• [EXCERPT PROVIDED]:

□ □ □ □ □ □ □

Lifestyle and curriculum content are not wholly separate, by any means.  Suppose you learn at home three days a week, visiting community school buildings less hours.  Does this make you a "home schooler"?

Maybe some of your time is in a studio for making videos, doing cooking shows.  Video editing, camera work, health and nutrition, kitchen procedures (recipes and algorithms), all mixed together.  Store the videos to the school server.

Not every video has to go to Youtube.

I'm picking up two animations classes this week, 2D and 3D, in two different schools.  We think in terms of age levels and running in parallel to existing curricula.  The early grades seem to be plane geometry intensive whereas later we go spatial?  That's a rough approximation.

In 1997 I attended the ISEPP-organized Math Summit at OSU.  There, I heard a talk by Dr. Keith Devlin encouraging more connections between movie-making and calculus.  A tiny delta t is like a frame of film, encapsulating some action.  Literally, action per time frame, in mechanics, is mvd/t, which is energy units (E).  But then how fast is the film playing?  Enter E per t, or Power.

Integration means accumulating small differences as governed by the changing variable, the dx or dt. I think of how Fibonacci numbers are accumulative.  What continuous curve fits those, I forget?

Monday, October 01, 2018

Fahrenheit 11/9 (movie review)

Michael Moore has been following Flint, Michigan through all of his movies.  It's the saga of a city gone bust, amidst rulers who don't have much hope, given the priorities of their higher ups.

The timeline Moore follows starts with the 2016 US election, then jumps over to Michigan in 2010, when the state governor invokes emergency powers in several cities and replaces their local leadership with his people.

Around Flint, the engineering goes south when a working water supply gets monkeyed with.

Television did not turn out to be that medium for public debate we used to hear about, given who paid for it and why.  Will social media be any better?  There's a quick cut to Facebook, suggesting grassroots organizing but the internet and cryptocurrencies are not the order of the day (Alex Jones makes it in, but I was confused about what he was saying in that clip).

Mostly the tech giants get left out of this telling, and there's no attempt to dive deep into hackerdom. Leave Putin another bad guy strongman, the way Trump likes his leaders, and move on.  This isn't Oliver Stone driving.

Anyway it's jarring when we remember this lead poisoning is all happening during President Obama's time, the last great hope.

□ □ □ □ □ □ □

• [LISTED RECORDS]:
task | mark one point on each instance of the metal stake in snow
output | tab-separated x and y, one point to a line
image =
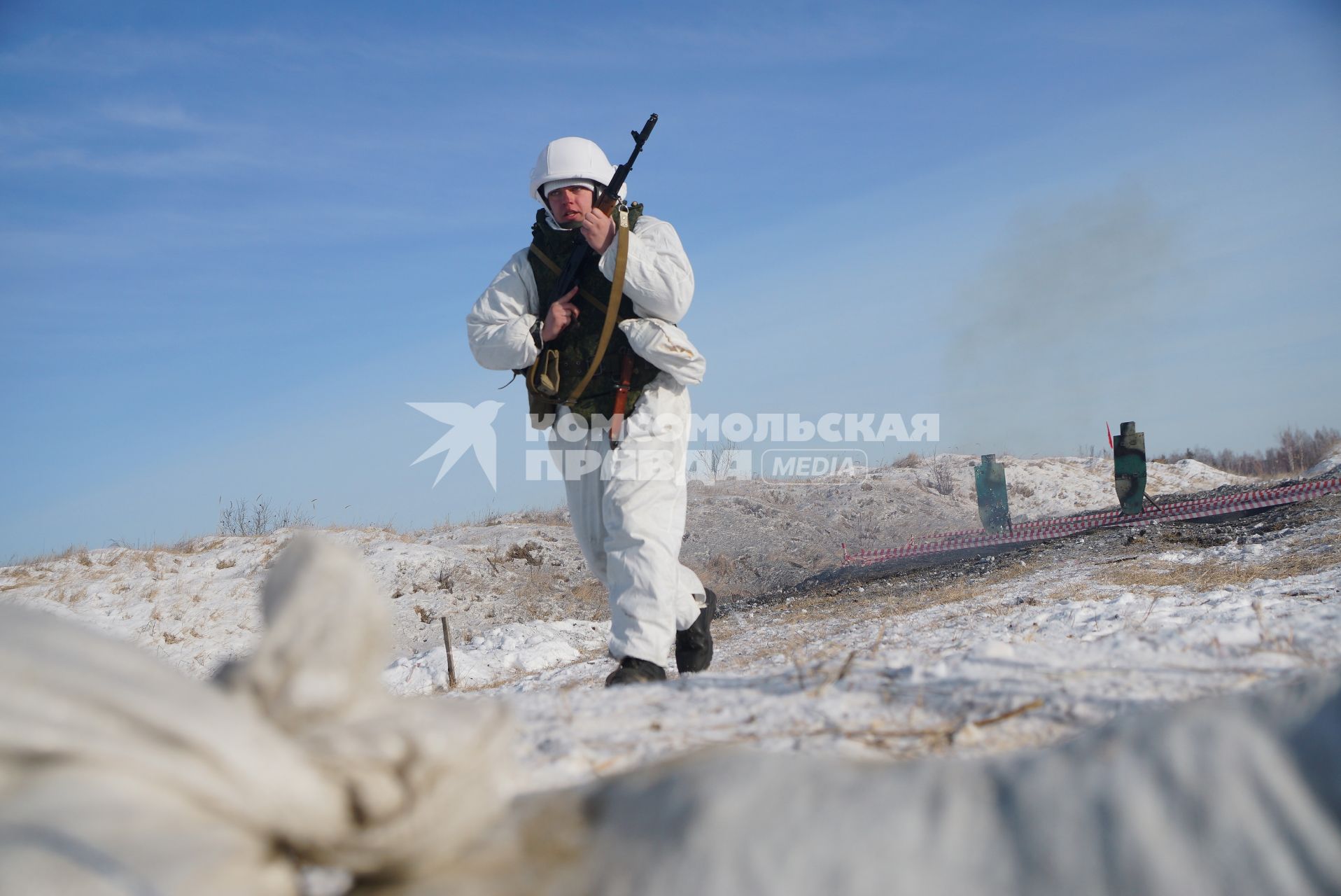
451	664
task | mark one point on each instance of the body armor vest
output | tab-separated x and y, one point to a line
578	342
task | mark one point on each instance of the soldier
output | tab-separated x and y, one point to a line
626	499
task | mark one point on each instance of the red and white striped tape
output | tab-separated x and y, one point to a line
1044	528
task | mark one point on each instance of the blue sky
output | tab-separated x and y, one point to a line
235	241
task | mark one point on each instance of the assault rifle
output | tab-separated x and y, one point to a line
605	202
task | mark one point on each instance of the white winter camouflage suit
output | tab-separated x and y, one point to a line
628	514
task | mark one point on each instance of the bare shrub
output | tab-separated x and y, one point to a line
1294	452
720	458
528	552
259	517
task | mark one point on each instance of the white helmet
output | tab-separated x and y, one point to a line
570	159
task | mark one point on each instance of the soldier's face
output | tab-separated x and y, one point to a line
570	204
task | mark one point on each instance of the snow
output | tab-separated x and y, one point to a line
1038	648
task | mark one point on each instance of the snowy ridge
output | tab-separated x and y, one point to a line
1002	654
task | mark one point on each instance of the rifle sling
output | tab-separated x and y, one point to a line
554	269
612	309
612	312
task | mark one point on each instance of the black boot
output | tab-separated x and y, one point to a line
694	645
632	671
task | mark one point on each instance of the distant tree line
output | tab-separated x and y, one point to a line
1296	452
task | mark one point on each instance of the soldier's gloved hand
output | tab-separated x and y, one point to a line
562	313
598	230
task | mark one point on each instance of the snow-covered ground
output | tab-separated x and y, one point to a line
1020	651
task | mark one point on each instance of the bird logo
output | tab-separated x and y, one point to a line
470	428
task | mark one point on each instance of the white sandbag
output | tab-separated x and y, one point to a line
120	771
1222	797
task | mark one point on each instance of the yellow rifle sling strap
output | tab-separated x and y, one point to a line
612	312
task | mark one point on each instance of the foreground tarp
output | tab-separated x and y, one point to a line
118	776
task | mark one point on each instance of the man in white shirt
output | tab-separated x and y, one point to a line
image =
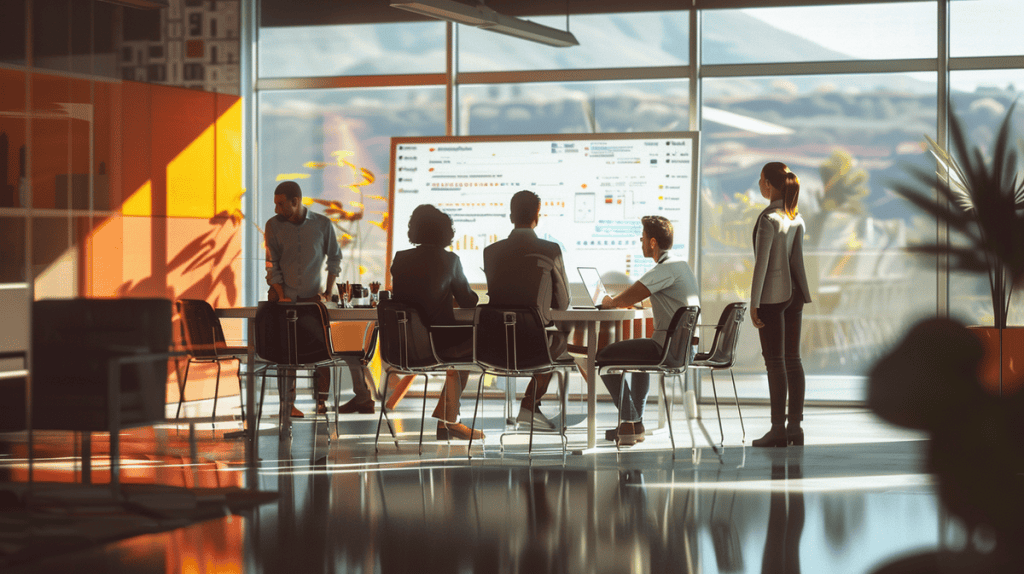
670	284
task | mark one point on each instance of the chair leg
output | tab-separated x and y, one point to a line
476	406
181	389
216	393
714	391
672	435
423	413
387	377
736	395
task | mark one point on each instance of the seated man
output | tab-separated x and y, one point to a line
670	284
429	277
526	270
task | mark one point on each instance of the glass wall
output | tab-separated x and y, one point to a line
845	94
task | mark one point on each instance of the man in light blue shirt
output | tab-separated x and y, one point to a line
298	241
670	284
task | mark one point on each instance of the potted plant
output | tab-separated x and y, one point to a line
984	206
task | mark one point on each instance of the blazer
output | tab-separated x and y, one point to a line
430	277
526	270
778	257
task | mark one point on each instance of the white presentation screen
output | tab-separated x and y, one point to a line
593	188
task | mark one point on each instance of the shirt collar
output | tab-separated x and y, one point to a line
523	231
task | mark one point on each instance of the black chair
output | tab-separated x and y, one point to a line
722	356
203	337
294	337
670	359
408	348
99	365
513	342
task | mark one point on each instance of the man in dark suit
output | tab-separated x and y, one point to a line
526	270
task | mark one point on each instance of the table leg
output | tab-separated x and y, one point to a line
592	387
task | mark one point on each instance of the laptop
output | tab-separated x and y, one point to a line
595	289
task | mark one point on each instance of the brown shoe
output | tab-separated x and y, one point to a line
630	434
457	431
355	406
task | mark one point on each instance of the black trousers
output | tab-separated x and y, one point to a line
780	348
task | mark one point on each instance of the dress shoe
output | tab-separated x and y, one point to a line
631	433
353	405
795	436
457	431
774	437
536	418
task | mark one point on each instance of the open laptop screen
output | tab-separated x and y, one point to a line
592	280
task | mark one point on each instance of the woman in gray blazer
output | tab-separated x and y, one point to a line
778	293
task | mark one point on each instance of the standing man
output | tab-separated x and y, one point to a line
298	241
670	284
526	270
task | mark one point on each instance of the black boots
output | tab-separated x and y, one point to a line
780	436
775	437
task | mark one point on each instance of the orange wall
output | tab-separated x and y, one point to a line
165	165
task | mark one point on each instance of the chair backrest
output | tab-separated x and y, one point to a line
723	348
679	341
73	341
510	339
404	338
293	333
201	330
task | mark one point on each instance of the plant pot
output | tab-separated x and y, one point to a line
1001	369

□ □ □ □ □ □ □

• [REQUIRED TASKS]:
1: In the blog post, which subjects does the writer say are mixed together when making cooking-show videos? List them all.
2: According to the blog post, in what year did the Michigan governor invoke emergency powers in several cities?
3: Continue the blog post, picking up right after its final sentence.

• [RESPONSES TO THE EXERCISE]:
1: Video editing, camera work, health and nutrition, and kitchen procedures (recipes and algorithms).

2: 2010.

3:
The Trump presidency is already well established in the movie before we switch to Flint, which is deliberate, as the story is one of "paving the way".

The larger picture is pretty bleak.  Young people need to do their own organizing, and are.  The adults aren't particularly able, when it comes to keeping democracy going.

One of the wise elders reminds us the US only started to experiment with democracy in the 1970s, with on-paper enfranchisement of non-whites and women, and that experiment may have reached its conclusion, in the wake of 911.

The flavor of the film is wistful.  Wouldn't a United States be a good idea?

Filmmaker Steve Bannon says on camera he appreciates Michael Moore's craft, though is at odds with his politics.

It's not Moore's fault that destiny would put him in the eye of the storm, nor Flint's either.  He has already looked at school shootings.  He's trusted to observe the high schoolers in action.

Sure he's heavy handed, because he's expressing his worries in strong terms.  He says out loud what a lot of people are thinking.  Lets get those thoughts on the big screen.  Yep, there's Hitler, buoyed by some of the same vibes; his ghost still haunts us.

The school teachers of West Virginia get a lot of recognition, for trying to hold together the fabric of their society in the midst of an opium crisis and infrastructure bled dry.

The Bernie Sanders campaign, and its call for social programs, gets a lot of focus as well.

Moore is weaving a lot in.  He's curating many "Kodak moments" assuming an audience in the future.

I'm not saying I'm Moore's mouthpiece and would tell all the same stories he does.  We're on rather different trajectories.  That's not a criticism, just an observation bordering on a truism.